§ Prompt: Please show all lines of the records that include "white".

Dataset excerpts:
######

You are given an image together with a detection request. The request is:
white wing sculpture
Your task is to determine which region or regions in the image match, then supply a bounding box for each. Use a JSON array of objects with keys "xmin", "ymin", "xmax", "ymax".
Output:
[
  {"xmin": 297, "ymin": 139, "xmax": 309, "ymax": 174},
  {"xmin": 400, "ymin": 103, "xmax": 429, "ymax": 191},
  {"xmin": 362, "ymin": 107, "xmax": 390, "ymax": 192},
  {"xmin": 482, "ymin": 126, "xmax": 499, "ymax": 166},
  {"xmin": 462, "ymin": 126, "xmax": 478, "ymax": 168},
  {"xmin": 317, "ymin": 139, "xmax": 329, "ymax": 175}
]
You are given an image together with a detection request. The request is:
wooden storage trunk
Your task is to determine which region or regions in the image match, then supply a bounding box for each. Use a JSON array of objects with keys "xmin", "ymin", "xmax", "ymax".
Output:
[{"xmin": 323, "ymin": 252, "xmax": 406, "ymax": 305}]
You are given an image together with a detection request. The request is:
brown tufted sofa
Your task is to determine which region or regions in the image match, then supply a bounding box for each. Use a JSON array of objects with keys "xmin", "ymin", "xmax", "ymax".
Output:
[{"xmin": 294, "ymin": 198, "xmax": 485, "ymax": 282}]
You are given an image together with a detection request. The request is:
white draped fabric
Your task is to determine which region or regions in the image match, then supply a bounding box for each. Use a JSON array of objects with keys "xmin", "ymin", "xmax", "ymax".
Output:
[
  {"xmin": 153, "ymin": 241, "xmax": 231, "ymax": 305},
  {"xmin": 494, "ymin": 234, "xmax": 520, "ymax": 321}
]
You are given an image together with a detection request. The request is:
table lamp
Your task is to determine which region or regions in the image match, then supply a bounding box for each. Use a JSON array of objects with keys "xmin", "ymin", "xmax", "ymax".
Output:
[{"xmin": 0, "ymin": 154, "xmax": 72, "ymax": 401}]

######

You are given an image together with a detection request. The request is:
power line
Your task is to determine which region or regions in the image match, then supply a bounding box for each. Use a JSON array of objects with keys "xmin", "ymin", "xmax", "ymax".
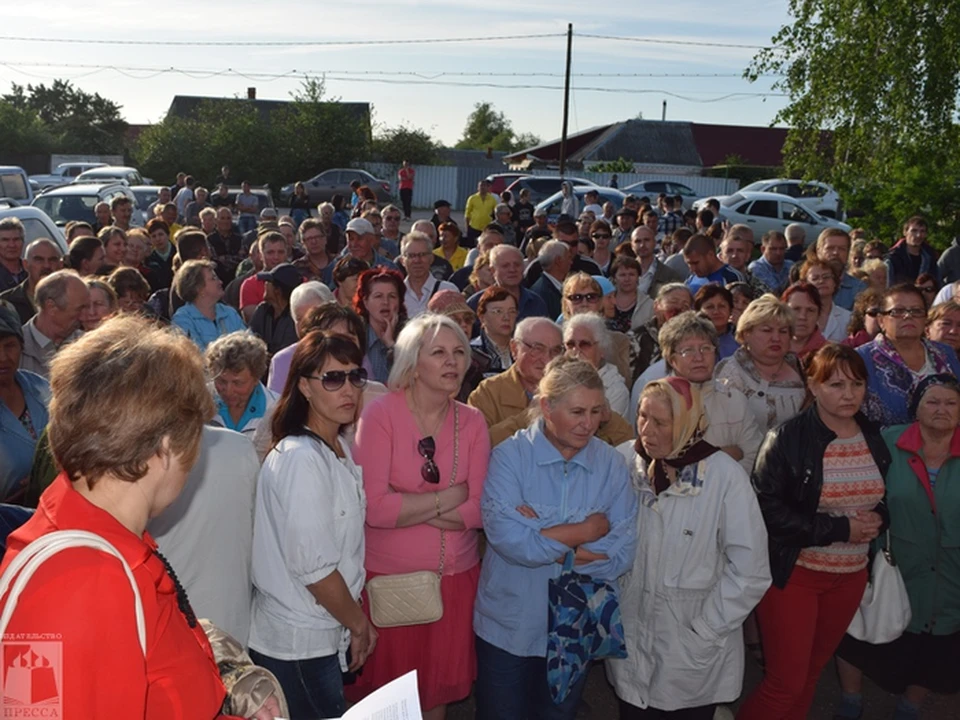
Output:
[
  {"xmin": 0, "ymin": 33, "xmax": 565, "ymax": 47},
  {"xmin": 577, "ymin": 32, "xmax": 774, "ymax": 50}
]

######

§ Completed task:
white wing sculpture
white draped fabric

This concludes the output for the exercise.